(Object point labels)
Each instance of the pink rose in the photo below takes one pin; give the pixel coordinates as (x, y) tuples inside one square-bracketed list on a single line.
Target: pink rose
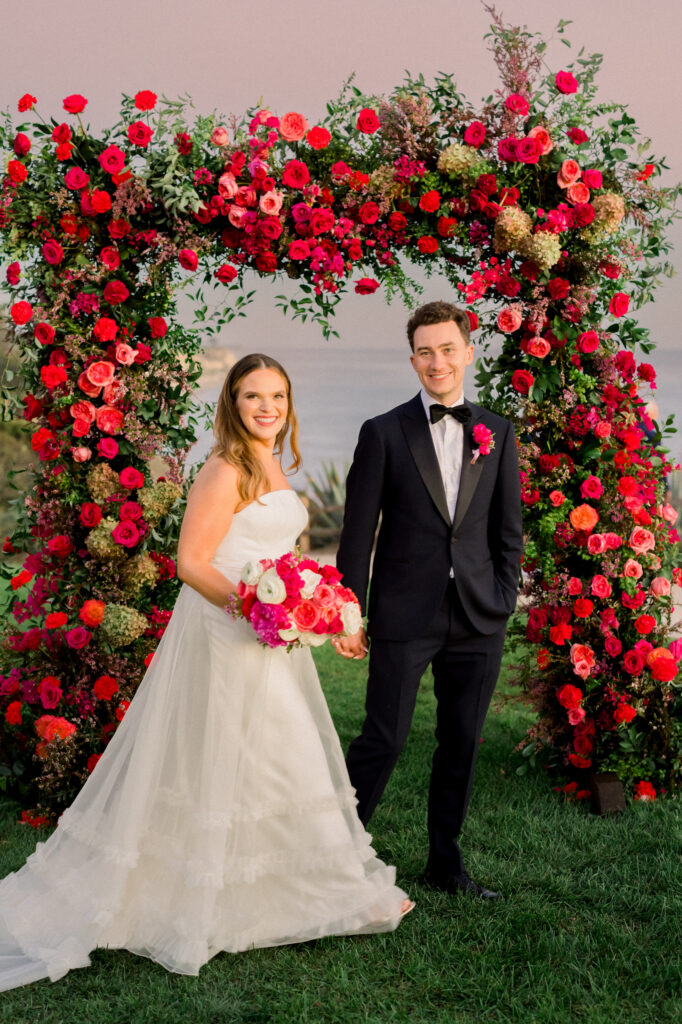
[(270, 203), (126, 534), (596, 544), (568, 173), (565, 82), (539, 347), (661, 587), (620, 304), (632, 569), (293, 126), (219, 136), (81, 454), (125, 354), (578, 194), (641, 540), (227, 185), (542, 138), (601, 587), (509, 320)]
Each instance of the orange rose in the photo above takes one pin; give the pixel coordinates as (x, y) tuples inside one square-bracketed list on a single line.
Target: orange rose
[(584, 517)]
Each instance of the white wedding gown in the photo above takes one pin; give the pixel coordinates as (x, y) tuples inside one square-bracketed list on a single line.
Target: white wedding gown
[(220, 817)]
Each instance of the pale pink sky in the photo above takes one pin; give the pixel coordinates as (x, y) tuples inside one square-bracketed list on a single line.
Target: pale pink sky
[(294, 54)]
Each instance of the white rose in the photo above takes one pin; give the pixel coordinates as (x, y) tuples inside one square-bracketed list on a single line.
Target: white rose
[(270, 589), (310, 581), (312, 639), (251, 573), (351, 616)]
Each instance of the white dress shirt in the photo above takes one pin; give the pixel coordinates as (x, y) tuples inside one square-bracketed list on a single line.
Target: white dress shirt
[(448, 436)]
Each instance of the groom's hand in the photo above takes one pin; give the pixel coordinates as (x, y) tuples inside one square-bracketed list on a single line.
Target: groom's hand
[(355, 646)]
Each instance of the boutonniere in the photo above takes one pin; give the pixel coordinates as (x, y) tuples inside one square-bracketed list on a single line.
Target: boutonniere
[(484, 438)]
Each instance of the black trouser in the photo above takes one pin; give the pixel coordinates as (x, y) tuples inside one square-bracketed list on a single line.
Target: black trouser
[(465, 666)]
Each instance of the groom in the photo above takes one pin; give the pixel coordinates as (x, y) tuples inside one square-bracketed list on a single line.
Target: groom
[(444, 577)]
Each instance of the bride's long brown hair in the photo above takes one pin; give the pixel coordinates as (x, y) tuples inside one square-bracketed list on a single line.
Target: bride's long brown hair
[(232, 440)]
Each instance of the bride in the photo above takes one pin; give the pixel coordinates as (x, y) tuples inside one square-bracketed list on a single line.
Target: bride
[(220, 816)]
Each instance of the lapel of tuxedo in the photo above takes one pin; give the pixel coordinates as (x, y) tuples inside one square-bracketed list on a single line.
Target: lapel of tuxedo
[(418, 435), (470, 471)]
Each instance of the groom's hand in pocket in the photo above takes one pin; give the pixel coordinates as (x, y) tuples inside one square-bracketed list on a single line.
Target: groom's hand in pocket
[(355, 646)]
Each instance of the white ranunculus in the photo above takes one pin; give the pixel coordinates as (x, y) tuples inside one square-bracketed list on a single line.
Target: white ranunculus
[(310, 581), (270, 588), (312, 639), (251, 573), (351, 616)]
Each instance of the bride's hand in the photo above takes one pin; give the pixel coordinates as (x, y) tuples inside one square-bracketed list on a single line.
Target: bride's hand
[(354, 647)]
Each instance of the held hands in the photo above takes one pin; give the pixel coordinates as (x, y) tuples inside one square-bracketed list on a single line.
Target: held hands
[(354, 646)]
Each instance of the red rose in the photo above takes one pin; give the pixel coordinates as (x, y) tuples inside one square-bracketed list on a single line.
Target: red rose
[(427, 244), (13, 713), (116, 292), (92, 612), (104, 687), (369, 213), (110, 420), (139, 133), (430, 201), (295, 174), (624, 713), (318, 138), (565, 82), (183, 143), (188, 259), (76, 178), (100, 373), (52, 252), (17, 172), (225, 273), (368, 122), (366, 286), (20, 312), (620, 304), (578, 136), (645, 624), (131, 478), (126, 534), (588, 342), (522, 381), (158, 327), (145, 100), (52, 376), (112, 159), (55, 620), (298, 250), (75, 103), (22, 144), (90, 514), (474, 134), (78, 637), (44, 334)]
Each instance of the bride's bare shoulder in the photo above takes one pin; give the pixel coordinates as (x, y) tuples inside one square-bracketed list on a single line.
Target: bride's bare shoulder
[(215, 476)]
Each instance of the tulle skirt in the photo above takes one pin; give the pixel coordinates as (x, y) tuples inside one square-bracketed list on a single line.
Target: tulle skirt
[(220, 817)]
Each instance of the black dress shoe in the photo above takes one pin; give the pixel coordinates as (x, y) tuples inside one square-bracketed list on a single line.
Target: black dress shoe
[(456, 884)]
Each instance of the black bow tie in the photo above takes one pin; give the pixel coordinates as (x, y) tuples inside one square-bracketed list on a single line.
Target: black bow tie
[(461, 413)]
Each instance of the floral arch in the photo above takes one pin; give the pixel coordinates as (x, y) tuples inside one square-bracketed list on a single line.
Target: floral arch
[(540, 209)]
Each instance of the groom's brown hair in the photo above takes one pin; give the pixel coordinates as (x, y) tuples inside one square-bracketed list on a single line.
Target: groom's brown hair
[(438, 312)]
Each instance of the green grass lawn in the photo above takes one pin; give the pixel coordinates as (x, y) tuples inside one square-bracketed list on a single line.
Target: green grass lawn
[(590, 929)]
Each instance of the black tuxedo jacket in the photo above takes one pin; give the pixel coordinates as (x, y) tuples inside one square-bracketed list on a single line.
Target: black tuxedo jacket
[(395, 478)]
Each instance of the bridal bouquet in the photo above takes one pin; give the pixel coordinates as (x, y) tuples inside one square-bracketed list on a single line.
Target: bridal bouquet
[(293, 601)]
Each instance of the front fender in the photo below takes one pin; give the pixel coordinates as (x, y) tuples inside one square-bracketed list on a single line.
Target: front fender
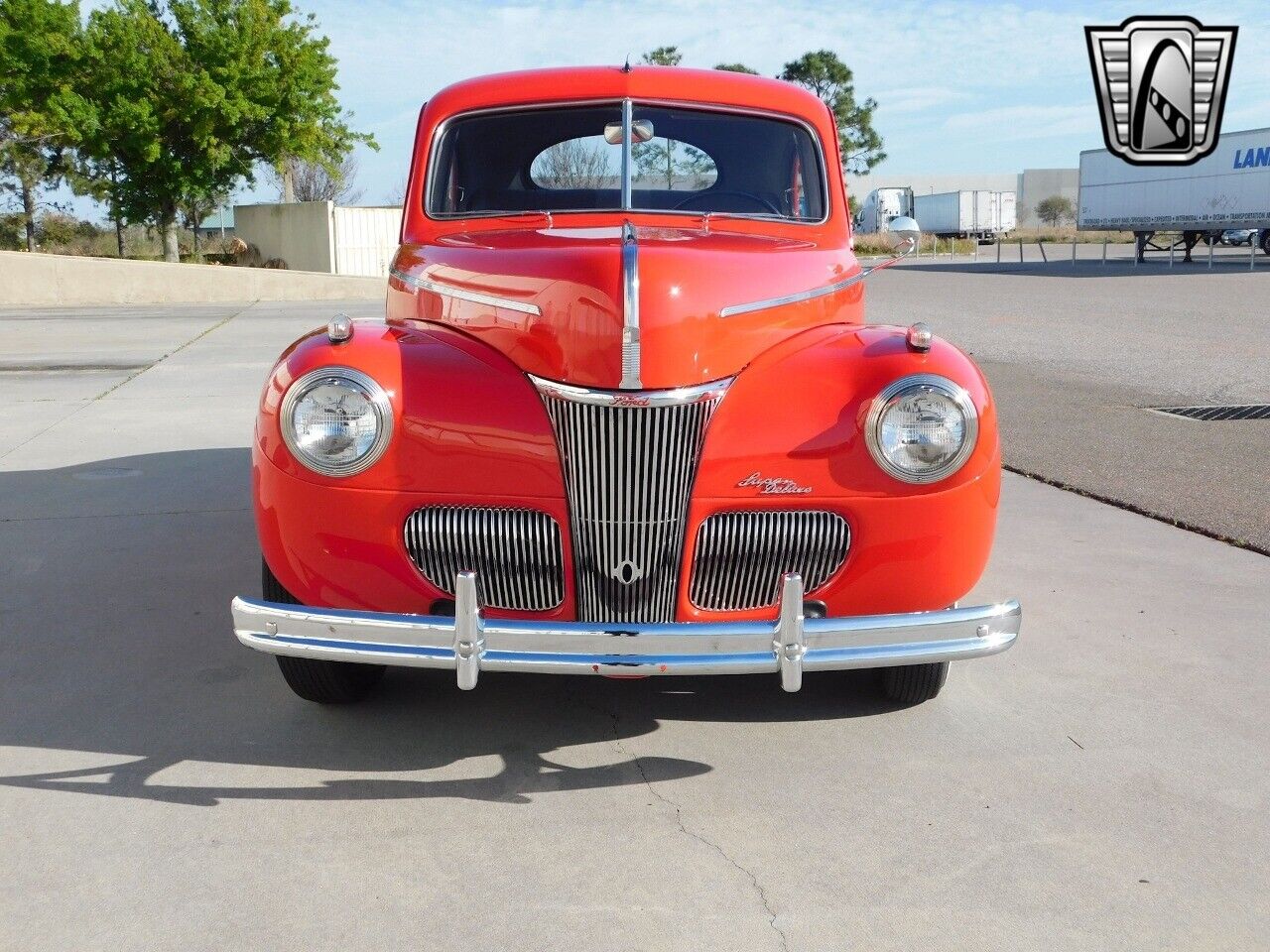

PROBLEM STATEMENT: Swap "takes one pin" for "gets one marker" everywhere in the data above, and write the whole data out again with nothing else changed and the pictures left out.

ANSWER TO THE PROBLEM:
Each instance of the pink rose in the photo below gets one marker; give the pixel coordinates as (x, y) tuples inside one square-bracketed list on a single line.
Target: pink rose
[(270, 203), (126, 534), (596, 544), (568, 173), (565, 82), (539, 347), (661, 587), (620, 304), (632, 569), (293, 126), (219, 136), (81, 454), (125, 354), (578, 194), (641, 540), (227, 185), (542, 138), (601, 587), (509, 320)]
Each instance of the orange rose in the photo above gets one marker; give the pixel coordinates as (x, y) tuples inside one square-bracketed list on a single line.
Target: orange rose
[(584, 517)]
Each instance of the white wedding gown in the photo above gets one marker; give the pixel coordinates as (x, y) tuples inside one square-bracketed list on a single line.
Target: white wedding gown
[(220, 817)]
Each instance of the pale pink sky in the photo above gets one marker; give the pixel coordinates as (x, y) tuples inside one square-bracketed list on a single line.
Target: pale pink sky
[(294, 54)]
Each instance of the white rose in the photo above gets one marker; give the pixel coordinates as (x, y) tuples inside one square-bracketed list on a single line.
Target: white rose
[(270, 589), (310, 581), (312, 639), (251, 573), (351, 616)]
Each instance of the white dress shirt in the photo above gets one marker; give the pixel coordinates as (x, y) tuples inside one square-bracketed list on a single line.
Target: white dress shirt
[(448, 436)]
Each instance of the groom's hand in the photo above gets one marker; give the pixel coordinates as (x, y) tuples inside one square-bracketed list on a single line.
Target: groom's hand
[(355, 646)]
Each instance of the boutonniere in the photo above gets one marker; give the pixel coordinates as (x, y) tuples inside one square-bracketed list on a single line.
Target: boutonniere
[(484, 438)]
Each instance of the black trouser in the photo above gets one marker; give the pixel coordinates as (x, y) tuples inside one square-bracketed list on a single line.
Target: black trouser
[(465, 666)]
Each instance of the groom in the photo above gets one marker; give the pixel coordinates as (x, y) tuples inside one square-bracketed list on a single line.
Target: groom
[(444, 577)]
Each instance of the bride's long brown hair in the photo above gets one marker; give the pixel coordinates as (x, y) tuples inside one square-bracketed list on a single line.
Target: bride's long brown hair
[(232, 440)]
Each instance of the bride in the photo above gets one marker; give the pixel coordinates as (x, y) tuples inside one square-bracketed list on a single line.
Target: bride
[(220, 816)]
Each instance of the lapel of tuxedo in the photo above gets one marker; give the pixel coordinates as (x, y) tuples inside one square-bracketed list on a single line.
Target: lapel of tuxedo
[(418, 435), (470, 471)]
Each instance of the groom's hand in pocket in the photo above gets one marker; give the pixel coordinates as (x, y) tuples inside one square-bracketed list on a single line.
Target: groom's hand in pocket
[(355, 646)]
Each instance of the white ranunculus in the photo above gets one marker; give the pixel coordinates as (x, y) tuples inside one square-bracketed list on a single line.
Target: white ranunculus
[(310, 581), (270, 588), (312, 639), (251, 573), (351, 616)]
Each instance of the bride's hand in the photo above gets one marker; give the pixel coordinates as (x, y) tuples inside one square-bracketed list on a single line.
Target: bride's hand
[(354, 647)]
Each instance of the held hands in the photo above gets one marker; give the pixel coordinates as (x, y) tuples inside one square-bracketed list on a single line.
Target: held hands
[(354, 646)]
Each instance of the red rose in the photo above gets one marker; give the pixel coordinates as (x, y) tuples inside one square-bracketed list on a single line.
Target: red rose
[(427, 244), (13, 713), (116, 292), (92, 612), (104, 687), (369, 213), (110, 420), (139, 133), (430, 201), (295, 174), (624, 713), (318, 138), (565, 82), (183, 143), (188, 259), (76, 178), (100, 373), (52, 252), (17, 172), (225, 273), (368, 122), (366, 286), (20, 312), (620, 304), (578, 136), (645, 624), (131, 478), (126, 534), (588, 342), (522, 381), (158, 327), (145, 100), (52, 376), (112, 159), (55, 620), (298, 250), (75, 103), (22, 144), (90, 514), (474, 134), (78, 637), (44, 334)]
Each instance of the bride's bare shoulder in the photo above gets one marker; give the pixel coordinates as (x, y) tuples inside one square-bracketed list on a single line.
Target: bride's bare shoulder
[(215, 476)]
Each instance of the tulle skirt in the photo above gets one marker; give the pixel coordinates as (x, y) tuples inside one square-bracketed list on a single line.
Target: tulle skirt
[(220, 817)]
Each instance of the black dress shoe in the photo above gets one marker; give the pixel coordinates as (x, y) tuples inside one square-bracketed list on a single line.
Target: black dress shoe
[(456, 884)]
Each instance of the black bow tie in the photo above gets one marker; give the pixel coordinates as (x, y) tuples inside one square-bracketed list on a single line.
Target: black bow tie
[(461, 413)]
Each instance of the floral arch in the photo above gets one marker; give the pixel coordinates as (x, y) tuples inside one square-bracketed list on a single line.
Target: floral arch
[(540, 209)]
Each instance of the groom's brown hair in the photo above gets one marker; give the pixel coordinates as (x, y) tuples inside one square-bracketed list on a single line.
Target: groom's brown hair
[(438, 312)]
Each instance of the green grass lawn in the photo above gets one marker; give the pixel coordinates as (x, y) tuples inside one square-bracketed list on a single line.
Target: green grass lawn
[(590, 929)]
Each instance of the black tuxedo jacket in the photo above gets one marker; give the pixel coordinates as (x, y) tuples inside one square-bracketed list on a single line.
Target: black tuxedo jacket
[(395, 478)]
Each instance of the bridal bouquet in the photo above gets one marker; give the pixel coordinates as (x, y) tuples inside one square-bracketed list on a single line.
Target: bridal bouquet
[(293, 601)]
Each instance of the front fender in the photo below gets one marker; give the pixel coordinates as (x, y) tuples inside one square-bracketed list on a single line.
Target: front fender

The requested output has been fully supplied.